### Extrait du texte
Sur la troisième question, sous a)

54 Par sa troisième question, sous a), la juridiction de renvoi demande, en substance, si l’article 4, paragraphe 1, de la directive 2014/40 est valide au regard des principes de base de cette directive, de l’article 4, paragraphe 2, de ladite directive et de l’article 5, paragraphe 3, de la CCLAT, en raison du fait que l’industrie du tabac a participé à l’établissement des normes auxquelles renvoie l’article 4, paragraphe 1, de la directive 2014/40.

55 À titre liminaire, il y a lieu de relever que la juridiction de renvoi n’expose pas les principes de base de la directive 2014/40 au regard desquels la validité de l’article 4, paragraphe 1, de cette directive devrait être examinée.

56 Il y a également lieu de relever que l’article 4, paragraphe 2, de la directive 2014/40 requiert la vérification des mesures d’émission de goudron, de nicotine et de monoxyde de carbone par des laboratoires agréés et surveillés par les autorités compétentes des États membres, qui n’appartiennent pas à l’industrie du tabac et ne sont pas contrôlés, directement ou indirectement, par celle-ci. Cette disposition ne concerne ainsi pas l’élaboration même des normes ISO auxquelles renvoie l’article 4,
paragraphe 1, de la directive 2014/40.

Éléments issus d'une source de données:
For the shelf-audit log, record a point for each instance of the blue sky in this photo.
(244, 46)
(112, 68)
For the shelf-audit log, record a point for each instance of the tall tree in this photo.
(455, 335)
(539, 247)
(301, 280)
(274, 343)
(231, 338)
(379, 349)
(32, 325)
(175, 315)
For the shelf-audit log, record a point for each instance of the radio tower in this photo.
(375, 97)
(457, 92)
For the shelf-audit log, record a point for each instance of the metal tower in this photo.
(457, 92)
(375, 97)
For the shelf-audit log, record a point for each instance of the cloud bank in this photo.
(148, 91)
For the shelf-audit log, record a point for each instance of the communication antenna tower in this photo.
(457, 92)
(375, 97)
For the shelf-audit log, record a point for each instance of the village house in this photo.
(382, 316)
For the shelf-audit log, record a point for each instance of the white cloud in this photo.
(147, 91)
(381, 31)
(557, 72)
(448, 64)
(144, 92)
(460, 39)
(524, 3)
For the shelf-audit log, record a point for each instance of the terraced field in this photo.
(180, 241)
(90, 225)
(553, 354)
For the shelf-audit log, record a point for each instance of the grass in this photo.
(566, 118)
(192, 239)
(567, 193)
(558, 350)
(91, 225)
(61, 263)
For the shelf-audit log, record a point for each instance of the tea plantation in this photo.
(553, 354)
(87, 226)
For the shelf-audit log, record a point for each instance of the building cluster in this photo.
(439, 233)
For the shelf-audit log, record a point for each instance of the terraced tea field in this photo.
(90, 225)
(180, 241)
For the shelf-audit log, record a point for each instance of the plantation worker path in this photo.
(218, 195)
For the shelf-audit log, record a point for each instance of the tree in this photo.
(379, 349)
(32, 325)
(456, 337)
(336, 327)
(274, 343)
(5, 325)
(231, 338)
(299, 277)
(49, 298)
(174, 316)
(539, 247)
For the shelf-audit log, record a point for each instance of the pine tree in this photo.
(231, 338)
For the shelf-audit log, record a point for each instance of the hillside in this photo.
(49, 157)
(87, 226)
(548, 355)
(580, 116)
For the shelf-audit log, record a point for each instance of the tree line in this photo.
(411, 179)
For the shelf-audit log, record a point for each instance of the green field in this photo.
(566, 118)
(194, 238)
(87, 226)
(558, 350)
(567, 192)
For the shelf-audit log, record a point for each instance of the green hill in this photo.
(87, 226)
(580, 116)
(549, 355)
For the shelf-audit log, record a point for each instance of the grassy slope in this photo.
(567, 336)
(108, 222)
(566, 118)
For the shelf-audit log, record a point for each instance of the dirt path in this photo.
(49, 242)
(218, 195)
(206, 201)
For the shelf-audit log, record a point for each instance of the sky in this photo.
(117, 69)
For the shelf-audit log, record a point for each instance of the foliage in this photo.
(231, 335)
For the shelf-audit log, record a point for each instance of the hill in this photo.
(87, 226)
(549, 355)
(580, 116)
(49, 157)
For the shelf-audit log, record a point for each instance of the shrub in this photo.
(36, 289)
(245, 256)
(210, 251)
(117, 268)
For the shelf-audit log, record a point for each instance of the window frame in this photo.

### Les consignes
(A) Recopiez le passage sur la directive 2014/40 en commençant par « 55 À titre liminaire, il » et en poursuivant jusqu'à « devrait être examinée. ».
(B) Dans le passage sur la directive 2014/40, relevez toutes les substances dont les mesures d'émission doivent être vérifiées par des laboratoires agréés.
(C) Rédigez la suite du passage sur la directive 2014/40 à partir de l'endroit où il s'interrompt.

### Corrigé des exercices
(A)
55 À titre liminaire, il y a lieu de relever que la juridiction de renvoi n’expose pas les principes de base de la directive 2014/40 au regard desquels la validité de l’article 4, paragraphe 1, de cette directive devrait être examinée.

(B) Le goudron, la nicotine et le monoxyde de carbone.

(C)
57 Il convient, dès lors, d’examiner la validité de l’article 4, paragraphe 1, de la directive 2014/40 au regard du seul article 5, paragraphe 3, de la CCLAT, en raison du fait que l’industrie du tabac a participé à l’établissement des normes en cause auprès de l’ISO.

58 L’article 5, paragraphe 3, de la CCLAT prévoit que, en définissant et en appliquant leurs politiques de santé publique en matière de lutte antitabac, les parties à cette convention veillent à ce que ces politiques ne soient pas influencées par les intérêts de l’industrie du tabac, conformément à la législation nationale.

59 Il ressort des termes mêmes de cette disposition qu’elle ne prohibe pas toute participation de l’industrie du tabac dans la définition et l’application de la réglementation antitabac, mais tend seulement à empêcher que les politiques antitabac des parties à cette convention soient influencées par des intérêts de cette industrie.

60 Cette interprétation de l’article 5, paragraphe 3, de la CCLAT est confortée par les directives pour l’application de cette disposition, qui n’ont pas elles-mêmes de force contraignante, mais ont pour objet, conformément aux articles 7 et 9 de la CCLAT, d’assister les parties contractantes aux fins de l’application des dispositions contraignantes de cette convention. Ces directives ont été adoptées par consensus, y compris par l’Union et ses États membres, comme il est relevé au considérant 7 de
la directive 2014/40 (arrêt du 4 mai 2016, Philip Morris Brands e.a., C‑547/14, EU:C:2016:325, points 111 et 112).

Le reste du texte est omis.